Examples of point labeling
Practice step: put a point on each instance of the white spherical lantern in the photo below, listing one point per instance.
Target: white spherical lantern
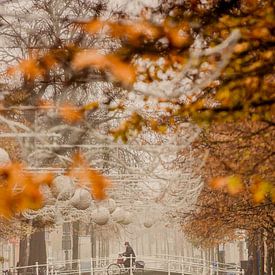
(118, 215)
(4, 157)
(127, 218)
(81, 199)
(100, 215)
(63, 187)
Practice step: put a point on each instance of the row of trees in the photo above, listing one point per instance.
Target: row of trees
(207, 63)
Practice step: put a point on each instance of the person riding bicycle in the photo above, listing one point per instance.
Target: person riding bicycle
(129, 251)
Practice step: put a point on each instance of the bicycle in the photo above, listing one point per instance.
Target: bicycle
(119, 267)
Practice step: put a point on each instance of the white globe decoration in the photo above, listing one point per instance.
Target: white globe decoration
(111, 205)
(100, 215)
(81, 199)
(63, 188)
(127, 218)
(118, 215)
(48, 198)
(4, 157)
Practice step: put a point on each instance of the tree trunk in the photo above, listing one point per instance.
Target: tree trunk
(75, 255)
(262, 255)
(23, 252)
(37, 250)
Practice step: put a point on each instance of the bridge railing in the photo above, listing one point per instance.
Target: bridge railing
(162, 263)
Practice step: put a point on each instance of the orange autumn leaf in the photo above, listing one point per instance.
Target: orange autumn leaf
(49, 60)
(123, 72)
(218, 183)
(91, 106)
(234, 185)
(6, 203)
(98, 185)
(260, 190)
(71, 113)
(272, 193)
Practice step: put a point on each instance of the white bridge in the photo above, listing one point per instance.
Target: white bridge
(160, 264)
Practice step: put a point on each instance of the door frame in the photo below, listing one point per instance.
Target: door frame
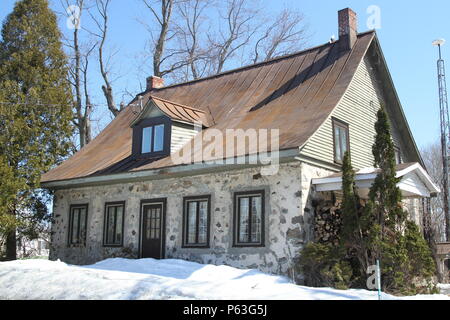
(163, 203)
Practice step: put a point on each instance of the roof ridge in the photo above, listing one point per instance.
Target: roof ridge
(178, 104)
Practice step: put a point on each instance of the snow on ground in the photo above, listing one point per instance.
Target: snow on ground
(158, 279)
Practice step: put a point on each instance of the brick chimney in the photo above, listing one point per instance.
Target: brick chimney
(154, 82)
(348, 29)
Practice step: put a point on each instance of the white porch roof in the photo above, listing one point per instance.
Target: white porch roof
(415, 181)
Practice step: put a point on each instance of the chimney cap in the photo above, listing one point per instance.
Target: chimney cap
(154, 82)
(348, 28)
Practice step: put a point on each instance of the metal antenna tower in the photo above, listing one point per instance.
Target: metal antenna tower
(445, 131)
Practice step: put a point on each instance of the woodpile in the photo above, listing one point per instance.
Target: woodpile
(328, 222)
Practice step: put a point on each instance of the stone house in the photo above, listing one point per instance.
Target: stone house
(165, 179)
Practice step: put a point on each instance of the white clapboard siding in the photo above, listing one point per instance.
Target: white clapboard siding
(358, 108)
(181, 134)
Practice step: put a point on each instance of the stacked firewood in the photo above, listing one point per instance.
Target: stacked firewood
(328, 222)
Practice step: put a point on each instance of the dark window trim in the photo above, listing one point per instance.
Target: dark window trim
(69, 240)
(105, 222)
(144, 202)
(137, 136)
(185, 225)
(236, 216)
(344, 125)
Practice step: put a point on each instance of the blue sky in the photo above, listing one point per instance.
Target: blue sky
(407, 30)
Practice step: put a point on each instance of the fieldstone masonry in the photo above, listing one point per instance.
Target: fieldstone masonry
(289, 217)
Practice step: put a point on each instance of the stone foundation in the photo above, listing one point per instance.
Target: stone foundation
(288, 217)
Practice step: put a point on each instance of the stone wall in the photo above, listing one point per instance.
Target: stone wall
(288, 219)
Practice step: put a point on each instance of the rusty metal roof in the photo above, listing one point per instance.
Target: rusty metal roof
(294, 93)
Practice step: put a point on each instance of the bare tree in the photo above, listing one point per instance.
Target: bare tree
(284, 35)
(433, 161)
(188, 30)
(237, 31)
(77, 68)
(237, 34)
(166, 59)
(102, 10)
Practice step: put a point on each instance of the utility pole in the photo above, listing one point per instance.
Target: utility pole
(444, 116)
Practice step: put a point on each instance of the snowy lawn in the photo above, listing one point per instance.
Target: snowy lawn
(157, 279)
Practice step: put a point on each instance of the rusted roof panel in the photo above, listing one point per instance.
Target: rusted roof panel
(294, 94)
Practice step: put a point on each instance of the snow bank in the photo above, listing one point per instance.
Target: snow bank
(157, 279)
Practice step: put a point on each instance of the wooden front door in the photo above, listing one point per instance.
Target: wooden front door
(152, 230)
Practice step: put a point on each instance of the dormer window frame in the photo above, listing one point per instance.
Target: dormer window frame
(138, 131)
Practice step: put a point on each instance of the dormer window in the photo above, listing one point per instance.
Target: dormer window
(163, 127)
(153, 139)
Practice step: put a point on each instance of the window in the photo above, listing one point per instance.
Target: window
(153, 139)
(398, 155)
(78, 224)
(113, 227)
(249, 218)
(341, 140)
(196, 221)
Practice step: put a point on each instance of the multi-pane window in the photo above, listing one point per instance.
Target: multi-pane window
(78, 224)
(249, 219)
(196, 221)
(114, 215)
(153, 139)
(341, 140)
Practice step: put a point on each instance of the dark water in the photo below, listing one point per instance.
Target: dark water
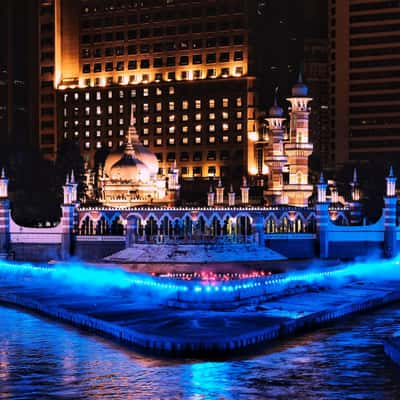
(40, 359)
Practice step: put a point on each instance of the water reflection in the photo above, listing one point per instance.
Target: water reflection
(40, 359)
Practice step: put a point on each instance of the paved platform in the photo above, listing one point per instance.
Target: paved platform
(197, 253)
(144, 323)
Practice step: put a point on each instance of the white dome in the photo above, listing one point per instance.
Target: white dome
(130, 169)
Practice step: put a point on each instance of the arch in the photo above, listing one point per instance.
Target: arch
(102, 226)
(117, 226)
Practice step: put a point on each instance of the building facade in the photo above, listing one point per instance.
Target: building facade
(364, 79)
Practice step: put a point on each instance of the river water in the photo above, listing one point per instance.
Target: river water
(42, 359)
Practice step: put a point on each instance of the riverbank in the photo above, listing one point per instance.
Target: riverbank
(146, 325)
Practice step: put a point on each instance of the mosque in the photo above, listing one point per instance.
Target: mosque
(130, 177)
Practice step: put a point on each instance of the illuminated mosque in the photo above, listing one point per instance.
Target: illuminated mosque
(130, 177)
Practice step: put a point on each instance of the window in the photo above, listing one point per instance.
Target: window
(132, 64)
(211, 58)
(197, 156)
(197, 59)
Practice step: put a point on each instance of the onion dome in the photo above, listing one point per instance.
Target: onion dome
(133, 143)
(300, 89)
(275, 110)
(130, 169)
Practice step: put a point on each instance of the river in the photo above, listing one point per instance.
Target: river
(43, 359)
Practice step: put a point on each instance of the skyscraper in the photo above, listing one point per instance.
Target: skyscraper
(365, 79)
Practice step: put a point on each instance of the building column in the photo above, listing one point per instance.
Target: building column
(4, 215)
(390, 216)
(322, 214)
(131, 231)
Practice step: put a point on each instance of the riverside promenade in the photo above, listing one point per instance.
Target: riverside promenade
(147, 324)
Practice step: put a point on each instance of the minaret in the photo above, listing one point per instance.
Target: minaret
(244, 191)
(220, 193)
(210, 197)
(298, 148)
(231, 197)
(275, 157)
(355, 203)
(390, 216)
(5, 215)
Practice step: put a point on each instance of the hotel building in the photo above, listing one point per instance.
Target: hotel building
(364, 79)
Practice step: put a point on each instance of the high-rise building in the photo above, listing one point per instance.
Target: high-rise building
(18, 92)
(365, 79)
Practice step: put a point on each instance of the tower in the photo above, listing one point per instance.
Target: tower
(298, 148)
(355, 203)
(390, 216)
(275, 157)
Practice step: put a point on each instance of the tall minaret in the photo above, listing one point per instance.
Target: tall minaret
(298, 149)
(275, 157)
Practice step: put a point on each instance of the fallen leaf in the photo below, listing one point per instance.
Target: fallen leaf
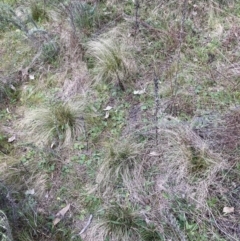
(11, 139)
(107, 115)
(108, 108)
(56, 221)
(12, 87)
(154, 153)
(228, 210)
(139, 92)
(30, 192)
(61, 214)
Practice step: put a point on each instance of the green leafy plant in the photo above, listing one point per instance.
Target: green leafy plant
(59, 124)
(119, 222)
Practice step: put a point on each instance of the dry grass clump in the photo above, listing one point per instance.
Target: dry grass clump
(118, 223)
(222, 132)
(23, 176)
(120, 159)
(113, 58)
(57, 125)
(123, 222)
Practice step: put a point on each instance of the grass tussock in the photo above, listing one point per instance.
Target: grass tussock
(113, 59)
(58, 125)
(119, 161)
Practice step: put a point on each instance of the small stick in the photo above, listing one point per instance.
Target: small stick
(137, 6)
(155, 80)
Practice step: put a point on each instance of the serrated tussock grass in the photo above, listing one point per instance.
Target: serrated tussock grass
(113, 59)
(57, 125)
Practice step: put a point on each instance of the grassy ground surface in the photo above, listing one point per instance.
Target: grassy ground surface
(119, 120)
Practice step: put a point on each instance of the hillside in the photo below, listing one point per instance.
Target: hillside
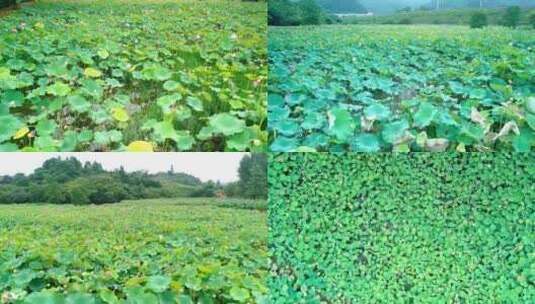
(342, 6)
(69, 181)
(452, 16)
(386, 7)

==

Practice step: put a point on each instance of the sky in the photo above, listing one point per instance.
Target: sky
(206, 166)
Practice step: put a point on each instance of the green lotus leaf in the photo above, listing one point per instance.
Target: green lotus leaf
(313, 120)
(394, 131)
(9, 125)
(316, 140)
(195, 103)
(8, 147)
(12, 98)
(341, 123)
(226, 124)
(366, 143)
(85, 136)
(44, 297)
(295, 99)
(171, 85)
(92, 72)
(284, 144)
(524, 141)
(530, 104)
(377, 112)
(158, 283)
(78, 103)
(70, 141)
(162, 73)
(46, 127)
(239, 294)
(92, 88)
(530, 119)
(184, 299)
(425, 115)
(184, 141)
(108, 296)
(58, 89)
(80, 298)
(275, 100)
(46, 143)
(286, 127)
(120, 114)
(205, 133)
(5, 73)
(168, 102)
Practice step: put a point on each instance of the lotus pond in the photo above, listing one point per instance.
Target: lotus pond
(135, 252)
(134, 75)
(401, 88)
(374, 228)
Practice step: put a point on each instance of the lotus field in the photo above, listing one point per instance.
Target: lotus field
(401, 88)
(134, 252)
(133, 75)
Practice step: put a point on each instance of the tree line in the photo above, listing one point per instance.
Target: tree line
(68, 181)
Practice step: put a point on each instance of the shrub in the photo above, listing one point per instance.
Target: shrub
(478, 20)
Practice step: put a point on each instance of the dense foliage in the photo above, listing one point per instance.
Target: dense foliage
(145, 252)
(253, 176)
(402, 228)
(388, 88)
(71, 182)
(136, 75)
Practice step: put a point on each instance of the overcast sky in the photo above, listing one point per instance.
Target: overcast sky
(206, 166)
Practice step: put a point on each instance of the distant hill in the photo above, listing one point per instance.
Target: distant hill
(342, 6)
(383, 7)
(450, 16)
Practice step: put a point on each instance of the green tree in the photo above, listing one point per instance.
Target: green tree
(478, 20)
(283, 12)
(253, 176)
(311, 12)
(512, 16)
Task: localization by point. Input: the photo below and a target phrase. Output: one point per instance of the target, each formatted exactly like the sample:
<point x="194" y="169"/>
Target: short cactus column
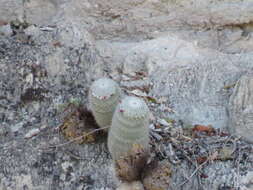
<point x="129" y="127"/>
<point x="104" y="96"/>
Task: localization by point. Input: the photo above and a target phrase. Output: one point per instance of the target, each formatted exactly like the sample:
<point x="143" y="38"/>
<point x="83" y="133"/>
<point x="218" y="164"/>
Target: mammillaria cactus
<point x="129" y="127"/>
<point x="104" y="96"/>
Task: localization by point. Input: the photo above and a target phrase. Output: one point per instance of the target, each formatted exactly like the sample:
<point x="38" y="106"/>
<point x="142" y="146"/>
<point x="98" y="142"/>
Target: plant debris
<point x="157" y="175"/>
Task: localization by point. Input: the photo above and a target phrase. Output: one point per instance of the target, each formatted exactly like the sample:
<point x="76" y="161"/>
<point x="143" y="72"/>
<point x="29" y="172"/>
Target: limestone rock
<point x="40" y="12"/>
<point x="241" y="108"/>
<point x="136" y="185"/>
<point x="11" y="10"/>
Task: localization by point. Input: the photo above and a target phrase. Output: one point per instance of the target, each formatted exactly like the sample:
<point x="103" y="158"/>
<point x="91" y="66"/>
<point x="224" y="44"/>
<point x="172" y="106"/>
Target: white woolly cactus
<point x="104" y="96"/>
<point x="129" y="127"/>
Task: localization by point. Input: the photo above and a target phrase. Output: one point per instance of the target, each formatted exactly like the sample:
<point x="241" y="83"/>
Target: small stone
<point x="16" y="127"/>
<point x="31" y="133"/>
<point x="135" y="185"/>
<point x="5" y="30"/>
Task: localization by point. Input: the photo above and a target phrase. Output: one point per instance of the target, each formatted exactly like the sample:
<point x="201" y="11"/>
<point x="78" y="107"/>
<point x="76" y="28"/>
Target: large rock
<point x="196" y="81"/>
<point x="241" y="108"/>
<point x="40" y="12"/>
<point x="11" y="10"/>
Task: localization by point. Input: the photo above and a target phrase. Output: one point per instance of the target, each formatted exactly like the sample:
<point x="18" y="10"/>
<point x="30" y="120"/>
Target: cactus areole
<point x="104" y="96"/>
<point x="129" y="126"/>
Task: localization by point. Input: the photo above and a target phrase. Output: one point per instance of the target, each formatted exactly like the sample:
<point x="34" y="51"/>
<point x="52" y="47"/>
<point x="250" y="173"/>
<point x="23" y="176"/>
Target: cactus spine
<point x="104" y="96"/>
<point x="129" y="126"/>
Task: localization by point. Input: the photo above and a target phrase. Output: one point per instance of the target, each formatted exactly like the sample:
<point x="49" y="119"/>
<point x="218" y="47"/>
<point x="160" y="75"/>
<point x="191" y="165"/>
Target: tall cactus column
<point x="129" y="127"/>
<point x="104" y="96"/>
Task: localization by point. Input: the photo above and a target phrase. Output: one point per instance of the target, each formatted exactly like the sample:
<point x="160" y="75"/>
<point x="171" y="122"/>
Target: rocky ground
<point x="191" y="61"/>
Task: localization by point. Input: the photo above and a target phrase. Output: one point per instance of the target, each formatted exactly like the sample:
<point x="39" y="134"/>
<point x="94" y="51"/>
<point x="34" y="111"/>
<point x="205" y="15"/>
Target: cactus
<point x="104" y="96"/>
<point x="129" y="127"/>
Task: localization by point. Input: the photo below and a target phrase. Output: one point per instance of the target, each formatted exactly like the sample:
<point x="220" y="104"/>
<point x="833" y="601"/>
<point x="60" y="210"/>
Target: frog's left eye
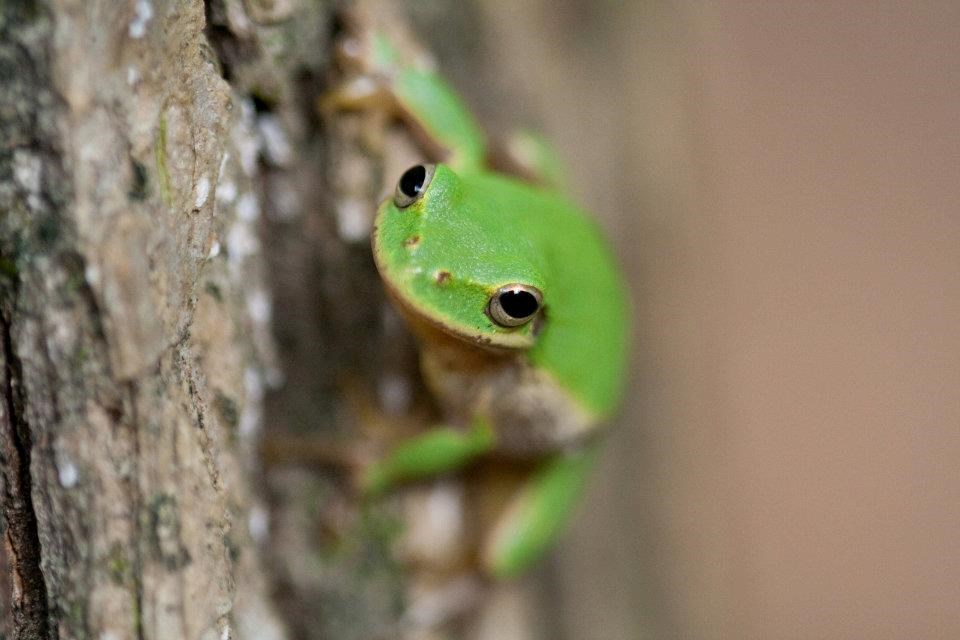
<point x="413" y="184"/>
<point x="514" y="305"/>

WHAT THE TASK ASKS:
Show each line of the listing that contains the word "foundation", copied in full.

TASK ANSWER:
Practice step: put a point on each instance of the stone foundation in the photo above, listing one point per instance.
Target: stone foundation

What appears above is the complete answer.